[Source document]
== Segment start ==

Computer Made From DNA And Enzymes

develop writes "Some folks from Israel have created a computer that runs on DNA and enzymes and is supposedly 100,000 times faster then today's PCs. Information at National Geographic, Telegraph UK and United Press." According to the National Geographic story, this DNA-based computer "can perform 330 trillion operations per second, more than 100,000 times the speed of the fastest PC." However, be aware that most of this is still future tense, and what these researchers have now is just a proof-of-concept.

330 trillion calculations per second?

[martyn+s]

330 trillion calculations per second? Impressive, but can it run Doom 3?

Re:330 trillion calculations per second?

[MulluskO]

...but can it run Doom 3?

If so, inject it into my brain now, please.

Re:330 trillion calculations per second?

[davebarz]

Yeah, but only at 47976 fps, if you can even call that playing.

Prior Art

[worst_name_ever]

Earlier today I hawked up a loogie in the parking lot. While at the moment it is only a puddle of goo, or "proof of concept", I predict that this collection of DNA and enzymes will someday be capable of performing over 330 trillion operations per second, more than 100,000 times the speed of the fastest PC!

== Segment end ==

[Check your understanding]
(1) Please rewrite everything in the DNA computer thread from "[worst_name_ever]" down to "the fastest PC!", swapping "parking lot" for "driveway".
(2) Answer these questions from the DNA computer thread:
(a) Which country are the researchers from?
(b) How many operations per second can the DNA-based computer perform, according to the National Geographic story?
(c) At what frame rate does davebarz say it would run Doom 3?

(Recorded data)
== Segment start ==

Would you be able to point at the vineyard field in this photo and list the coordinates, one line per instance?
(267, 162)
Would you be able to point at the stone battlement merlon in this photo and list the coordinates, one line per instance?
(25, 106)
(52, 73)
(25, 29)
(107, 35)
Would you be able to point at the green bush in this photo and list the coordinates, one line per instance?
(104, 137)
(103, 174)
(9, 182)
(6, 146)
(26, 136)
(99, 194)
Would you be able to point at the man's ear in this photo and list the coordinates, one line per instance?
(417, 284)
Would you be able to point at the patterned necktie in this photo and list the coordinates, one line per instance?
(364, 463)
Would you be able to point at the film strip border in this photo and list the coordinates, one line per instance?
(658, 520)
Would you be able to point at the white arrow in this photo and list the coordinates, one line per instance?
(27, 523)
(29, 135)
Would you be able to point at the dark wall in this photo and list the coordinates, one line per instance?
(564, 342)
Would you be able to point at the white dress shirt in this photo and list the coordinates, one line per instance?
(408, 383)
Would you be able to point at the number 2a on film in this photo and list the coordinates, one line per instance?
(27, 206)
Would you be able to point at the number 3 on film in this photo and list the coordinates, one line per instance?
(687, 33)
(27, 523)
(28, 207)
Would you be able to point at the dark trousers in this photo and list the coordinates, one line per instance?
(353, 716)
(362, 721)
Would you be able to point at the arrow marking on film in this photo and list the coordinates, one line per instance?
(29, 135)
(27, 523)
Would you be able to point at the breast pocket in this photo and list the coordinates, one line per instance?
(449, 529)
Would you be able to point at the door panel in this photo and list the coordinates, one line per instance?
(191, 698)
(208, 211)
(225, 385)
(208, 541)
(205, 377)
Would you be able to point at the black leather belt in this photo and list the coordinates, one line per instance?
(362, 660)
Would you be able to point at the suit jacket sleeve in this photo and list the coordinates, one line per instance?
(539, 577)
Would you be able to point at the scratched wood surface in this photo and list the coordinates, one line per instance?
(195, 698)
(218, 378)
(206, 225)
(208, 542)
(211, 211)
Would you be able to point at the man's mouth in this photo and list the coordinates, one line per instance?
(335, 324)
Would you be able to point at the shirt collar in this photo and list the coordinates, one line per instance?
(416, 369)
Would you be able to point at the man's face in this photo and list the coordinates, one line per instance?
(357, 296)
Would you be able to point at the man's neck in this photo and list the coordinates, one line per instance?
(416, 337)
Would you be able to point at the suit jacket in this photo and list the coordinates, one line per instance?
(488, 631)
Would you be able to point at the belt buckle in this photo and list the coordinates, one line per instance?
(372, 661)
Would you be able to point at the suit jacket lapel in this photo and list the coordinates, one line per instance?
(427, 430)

== Segment end ==

[Task answers]
(1)
[worst_name_ever]

Earlier today I hawked up a loogie in the driveway. While at the moment it is only a puddle of goo, or "proof of concept", I predict that this collection of DNA and enzymes will someday be capable of performing over 330 trillion operations per second, more than 100,000 times the speed of the fastest PC!

(2)
(a) Israel
(b) 330 trillion
(c) 47976 fps